◆ ITEMS
- - - - -

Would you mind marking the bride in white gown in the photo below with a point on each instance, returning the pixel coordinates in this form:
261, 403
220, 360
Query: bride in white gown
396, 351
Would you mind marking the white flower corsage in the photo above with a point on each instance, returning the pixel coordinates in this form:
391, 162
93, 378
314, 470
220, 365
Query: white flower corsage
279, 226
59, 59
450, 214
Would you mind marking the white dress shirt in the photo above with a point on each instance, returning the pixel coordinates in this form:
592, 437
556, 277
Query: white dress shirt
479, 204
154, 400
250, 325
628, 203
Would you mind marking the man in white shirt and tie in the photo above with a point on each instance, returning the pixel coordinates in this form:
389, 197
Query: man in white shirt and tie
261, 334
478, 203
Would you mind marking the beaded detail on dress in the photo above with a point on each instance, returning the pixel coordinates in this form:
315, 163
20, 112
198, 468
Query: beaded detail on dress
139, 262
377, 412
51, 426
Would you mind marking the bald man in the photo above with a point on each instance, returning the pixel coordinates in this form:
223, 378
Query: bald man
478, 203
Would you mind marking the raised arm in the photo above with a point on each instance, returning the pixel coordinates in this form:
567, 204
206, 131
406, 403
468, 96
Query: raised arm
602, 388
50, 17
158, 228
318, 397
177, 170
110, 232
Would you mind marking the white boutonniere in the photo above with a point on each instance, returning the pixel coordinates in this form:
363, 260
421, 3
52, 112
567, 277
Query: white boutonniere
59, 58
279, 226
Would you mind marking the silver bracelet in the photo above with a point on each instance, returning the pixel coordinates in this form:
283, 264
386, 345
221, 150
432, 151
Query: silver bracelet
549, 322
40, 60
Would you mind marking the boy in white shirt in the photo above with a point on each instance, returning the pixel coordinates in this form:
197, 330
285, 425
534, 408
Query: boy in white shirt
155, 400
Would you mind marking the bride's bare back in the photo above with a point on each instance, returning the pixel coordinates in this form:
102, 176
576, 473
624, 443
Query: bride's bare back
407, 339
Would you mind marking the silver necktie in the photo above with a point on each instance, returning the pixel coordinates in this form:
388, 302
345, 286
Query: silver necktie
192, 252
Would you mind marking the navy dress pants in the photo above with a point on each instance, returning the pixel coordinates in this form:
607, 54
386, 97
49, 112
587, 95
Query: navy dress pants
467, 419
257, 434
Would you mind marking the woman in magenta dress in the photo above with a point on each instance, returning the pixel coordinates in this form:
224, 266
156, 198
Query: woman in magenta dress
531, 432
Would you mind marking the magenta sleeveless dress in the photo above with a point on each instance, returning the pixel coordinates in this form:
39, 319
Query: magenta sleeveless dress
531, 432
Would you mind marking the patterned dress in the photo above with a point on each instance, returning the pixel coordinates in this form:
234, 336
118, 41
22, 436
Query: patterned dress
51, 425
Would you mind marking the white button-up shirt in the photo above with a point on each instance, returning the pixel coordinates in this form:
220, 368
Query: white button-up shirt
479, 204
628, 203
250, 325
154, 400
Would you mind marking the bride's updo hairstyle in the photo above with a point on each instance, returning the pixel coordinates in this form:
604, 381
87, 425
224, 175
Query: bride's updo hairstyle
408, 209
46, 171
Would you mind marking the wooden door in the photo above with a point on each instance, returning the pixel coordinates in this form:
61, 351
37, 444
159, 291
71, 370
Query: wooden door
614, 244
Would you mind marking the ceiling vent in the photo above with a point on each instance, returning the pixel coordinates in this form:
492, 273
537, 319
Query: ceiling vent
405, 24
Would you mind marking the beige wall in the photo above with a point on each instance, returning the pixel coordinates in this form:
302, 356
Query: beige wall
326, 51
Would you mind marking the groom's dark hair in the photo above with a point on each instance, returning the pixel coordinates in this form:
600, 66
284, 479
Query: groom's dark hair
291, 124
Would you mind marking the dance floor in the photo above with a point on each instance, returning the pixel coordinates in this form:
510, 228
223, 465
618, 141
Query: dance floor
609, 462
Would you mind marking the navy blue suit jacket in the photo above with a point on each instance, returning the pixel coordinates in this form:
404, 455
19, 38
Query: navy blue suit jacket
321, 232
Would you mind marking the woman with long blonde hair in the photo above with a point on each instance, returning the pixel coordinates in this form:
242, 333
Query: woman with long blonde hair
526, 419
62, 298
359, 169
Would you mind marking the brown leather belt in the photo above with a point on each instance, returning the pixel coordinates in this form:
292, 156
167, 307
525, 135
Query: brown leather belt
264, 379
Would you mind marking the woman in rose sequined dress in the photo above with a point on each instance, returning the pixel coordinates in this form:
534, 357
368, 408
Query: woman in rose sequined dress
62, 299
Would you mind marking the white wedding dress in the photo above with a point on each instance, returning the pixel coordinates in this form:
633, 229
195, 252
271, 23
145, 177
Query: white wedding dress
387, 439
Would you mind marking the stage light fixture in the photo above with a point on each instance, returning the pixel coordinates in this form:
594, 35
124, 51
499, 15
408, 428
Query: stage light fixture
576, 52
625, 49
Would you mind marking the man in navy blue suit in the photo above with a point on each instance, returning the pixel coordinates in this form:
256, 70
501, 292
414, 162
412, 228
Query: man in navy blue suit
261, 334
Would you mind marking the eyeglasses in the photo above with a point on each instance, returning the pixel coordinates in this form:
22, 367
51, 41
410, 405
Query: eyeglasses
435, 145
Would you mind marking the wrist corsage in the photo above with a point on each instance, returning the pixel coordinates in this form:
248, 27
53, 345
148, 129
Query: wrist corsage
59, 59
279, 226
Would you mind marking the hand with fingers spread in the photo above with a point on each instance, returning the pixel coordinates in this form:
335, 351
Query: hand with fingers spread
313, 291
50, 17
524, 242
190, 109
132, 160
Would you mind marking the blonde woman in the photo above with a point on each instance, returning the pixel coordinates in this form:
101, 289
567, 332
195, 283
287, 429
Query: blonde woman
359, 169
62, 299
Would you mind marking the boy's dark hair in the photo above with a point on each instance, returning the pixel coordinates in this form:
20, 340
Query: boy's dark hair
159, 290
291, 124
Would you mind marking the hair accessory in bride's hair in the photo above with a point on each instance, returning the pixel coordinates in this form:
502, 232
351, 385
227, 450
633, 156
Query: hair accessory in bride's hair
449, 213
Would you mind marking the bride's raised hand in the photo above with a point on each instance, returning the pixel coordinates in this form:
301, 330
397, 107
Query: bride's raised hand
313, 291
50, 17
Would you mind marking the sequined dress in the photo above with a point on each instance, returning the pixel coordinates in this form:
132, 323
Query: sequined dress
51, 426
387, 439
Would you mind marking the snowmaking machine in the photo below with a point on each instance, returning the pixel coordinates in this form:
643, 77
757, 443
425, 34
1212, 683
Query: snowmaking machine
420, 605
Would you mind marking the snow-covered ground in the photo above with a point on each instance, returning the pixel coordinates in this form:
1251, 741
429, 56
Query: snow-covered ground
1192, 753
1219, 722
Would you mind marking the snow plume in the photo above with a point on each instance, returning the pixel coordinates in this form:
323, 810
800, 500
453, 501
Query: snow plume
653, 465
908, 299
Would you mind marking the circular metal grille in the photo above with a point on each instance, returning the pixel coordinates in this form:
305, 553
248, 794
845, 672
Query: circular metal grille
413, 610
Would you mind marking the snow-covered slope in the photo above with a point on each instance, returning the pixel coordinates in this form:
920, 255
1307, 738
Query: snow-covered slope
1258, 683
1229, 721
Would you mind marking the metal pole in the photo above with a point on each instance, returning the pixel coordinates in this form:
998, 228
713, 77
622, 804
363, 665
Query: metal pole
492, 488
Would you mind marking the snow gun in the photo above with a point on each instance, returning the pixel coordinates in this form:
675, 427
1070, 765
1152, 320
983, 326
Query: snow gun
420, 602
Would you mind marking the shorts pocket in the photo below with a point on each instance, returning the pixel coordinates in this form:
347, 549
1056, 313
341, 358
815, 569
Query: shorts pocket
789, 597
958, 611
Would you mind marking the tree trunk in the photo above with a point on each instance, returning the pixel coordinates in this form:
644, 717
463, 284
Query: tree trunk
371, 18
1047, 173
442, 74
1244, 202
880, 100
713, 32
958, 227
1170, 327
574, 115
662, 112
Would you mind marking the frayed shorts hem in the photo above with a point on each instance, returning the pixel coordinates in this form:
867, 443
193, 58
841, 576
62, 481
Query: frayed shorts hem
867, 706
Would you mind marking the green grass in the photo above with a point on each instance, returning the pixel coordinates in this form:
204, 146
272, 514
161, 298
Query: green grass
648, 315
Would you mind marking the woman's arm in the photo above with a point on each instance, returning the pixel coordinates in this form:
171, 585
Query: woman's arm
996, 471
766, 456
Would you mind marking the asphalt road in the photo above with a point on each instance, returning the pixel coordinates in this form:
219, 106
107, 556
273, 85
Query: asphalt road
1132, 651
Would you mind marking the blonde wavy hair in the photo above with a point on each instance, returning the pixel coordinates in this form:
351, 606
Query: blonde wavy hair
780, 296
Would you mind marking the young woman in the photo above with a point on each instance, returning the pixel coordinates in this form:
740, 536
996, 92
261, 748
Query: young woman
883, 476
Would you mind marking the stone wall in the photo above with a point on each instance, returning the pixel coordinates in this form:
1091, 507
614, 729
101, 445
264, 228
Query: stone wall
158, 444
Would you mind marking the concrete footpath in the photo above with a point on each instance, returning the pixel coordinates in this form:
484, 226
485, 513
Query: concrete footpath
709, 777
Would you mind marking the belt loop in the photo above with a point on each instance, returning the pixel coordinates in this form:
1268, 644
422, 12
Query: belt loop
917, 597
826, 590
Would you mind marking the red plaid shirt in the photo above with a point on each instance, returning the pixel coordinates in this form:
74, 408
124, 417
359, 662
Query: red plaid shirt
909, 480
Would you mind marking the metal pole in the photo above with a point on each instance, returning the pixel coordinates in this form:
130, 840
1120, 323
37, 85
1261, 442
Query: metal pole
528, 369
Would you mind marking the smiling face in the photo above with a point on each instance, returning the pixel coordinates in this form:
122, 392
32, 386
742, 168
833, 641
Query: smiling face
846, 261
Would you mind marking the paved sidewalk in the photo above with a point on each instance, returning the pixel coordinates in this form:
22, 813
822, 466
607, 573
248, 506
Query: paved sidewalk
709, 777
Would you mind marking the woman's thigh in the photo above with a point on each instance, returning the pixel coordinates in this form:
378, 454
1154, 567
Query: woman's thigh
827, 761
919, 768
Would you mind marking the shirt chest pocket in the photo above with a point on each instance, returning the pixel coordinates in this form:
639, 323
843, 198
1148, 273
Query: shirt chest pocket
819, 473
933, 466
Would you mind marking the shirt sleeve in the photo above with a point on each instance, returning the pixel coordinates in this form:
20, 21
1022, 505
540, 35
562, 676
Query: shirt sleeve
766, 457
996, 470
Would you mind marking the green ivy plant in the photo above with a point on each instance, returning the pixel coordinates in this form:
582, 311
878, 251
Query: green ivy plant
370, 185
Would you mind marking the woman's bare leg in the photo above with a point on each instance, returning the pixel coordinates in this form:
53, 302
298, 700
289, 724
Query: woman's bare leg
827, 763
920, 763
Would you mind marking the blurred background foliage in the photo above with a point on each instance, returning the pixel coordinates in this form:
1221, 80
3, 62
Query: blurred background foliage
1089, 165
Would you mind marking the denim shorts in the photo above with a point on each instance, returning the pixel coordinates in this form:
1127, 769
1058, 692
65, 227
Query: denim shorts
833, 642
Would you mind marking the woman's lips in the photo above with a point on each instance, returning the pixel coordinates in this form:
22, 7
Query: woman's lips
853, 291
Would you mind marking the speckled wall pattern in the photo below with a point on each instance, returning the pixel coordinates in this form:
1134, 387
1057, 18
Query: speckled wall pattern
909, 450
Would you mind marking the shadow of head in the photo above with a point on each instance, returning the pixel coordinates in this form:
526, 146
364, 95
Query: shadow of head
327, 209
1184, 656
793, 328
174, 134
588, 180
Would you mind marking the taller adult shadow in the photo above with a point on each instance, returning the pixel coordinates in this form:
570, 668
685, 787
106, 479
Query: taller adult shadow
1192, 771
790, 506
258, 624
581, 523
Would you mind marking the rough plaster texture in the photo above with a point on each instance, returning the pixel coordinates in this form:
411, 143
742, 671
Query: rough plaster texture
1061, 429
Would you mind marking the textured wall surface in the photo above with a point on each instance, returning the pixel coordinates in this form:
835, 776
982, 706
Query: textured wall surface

- - - - -

◆ YOUR OBJECTIVE
Starting at the line that contains "Would you mind marking the shadow" and continuing through the last line of the entries, lay out these lines as a JSON list of strings, one string per line, with blank lines omitted.

◆ ANSWER TO THE PROBLEM
[
  "Would you mind marking the shadow of head in the photo above with a point on each instance, returning the pixel coordinates in this form:",
  "526, 146",
  "364, 95",
  "Query: shadow of head",
  "327, 209",
  "1184, 656",
  "793, 328",
  "174, 134",
  "588, 180",
  "Would you mind marking the taller adult shadow in the photo above with a point on each instance, returning the pixel coordinates in this form:",
  "570, 668",
  "685, 787",
  "106, 479",
  "Query: taller adult shadow",
  "1192, 771",
  "790, 506",
  "258, 624",
  "581, 523",
  "Would you mind marking the rough plaster texture in the photo above with a point on each instance, returning the pixel coordinates in this form:",
  "411, 143",
  "742, 671",
  "Query: rough plaster texture",
  "1061, 429",
  "Would you mind marking the textured wall surface in the photo above with a point on each instance, returning the pixel coordinates in this form:",
  "835, 776",
  "982, 706",
  "Query: textured wall surface"
]